Every line from the one that includes "of the smiling" to the end of the entries should be written out exactly, with the first and last included.
*** SOURCE RECORDS ***
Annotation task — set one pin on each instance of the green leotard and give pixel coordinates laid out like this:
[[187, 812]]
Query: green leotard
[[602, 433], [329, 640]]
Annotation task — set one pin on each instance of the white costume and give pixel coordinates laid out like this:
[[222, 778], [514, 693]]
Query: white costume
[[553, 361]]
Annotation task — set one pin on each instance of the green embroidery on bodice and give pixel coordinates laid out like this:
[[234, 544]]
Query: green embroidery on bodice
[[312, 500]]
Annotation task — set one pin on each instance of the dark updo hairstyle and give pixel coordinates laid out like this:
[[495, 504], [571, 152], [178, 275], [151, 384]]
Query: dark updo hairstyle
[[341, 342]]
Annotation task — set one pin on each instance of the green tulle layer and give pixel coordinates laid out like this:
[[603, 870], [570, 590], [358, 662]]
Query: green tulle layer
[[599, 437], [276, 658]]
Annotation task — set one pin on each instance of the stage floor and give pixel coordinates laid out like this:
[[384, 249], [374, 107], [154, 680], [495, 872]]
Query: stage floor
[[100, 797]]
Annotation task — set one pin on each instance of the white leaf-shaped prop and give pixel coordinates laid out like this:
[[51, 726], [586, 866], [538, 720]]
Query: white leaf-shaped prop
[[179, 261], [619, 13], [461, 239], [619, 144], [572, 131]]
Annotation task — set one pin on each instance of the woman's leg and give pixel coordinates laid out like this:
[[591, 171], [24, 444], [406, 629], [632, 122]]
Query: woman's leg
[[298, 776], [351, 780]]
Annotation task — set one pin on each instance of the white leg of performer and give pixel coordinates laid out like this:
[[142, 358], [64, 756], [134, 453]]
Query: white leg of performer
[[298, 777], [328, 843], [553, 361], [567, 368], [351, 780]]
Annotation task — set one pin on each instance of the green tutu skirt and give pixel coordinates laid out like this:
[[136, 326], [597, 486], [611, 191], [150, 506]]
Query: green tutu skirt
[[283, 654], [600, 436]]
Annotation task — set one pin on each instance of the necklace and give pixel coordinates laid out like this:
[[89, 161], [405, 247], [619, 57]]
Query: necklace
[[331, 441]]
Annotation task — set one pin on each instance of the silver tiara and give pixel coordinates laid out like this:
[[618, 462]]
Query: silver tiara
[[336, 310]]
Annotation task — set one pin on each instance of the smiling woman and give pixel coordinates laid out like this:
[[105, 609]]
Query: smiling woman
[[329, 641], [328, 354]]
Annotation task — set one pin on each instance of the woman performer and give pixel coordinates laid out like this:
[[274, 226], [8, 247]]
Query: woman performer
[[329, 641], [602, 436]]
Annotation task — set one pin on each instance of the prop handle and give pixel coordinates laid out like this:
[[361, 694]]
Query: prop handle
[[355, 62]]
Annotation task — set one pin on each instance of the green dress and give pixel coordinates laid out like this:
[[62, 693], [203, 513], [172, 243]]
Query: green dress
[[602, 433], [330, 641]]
*** End of SOURCE RECORDS ***
■ ANSWER TO THIS EXERCISE:
Annotation task — set one pin on each instance of the smiling woman and give pixel coordinates laid out like this:
[[105, 609]]
Query: smiling woman
[[329, 641], [328, 354]]
Annotation task — set one pin on each instance of the woman performer and give pixel coordinates laid out like this:
[[274, 226], [8, 247]]
Query: woman performer
[[329, 641], [602, 436]]
Annotation task — set one pin on each instance of the prop handle and give pixel coordinates laid out like this:
[[361, 694]]
Query: prop handle
[[355, 62]]
Annotation task — set one pin on each instance of the green dress and give pixel coordinates laid out like this:
[[62, 693], [203, 513], [172, 243]]
Query: green dress
[[602, 433], [330, 641]]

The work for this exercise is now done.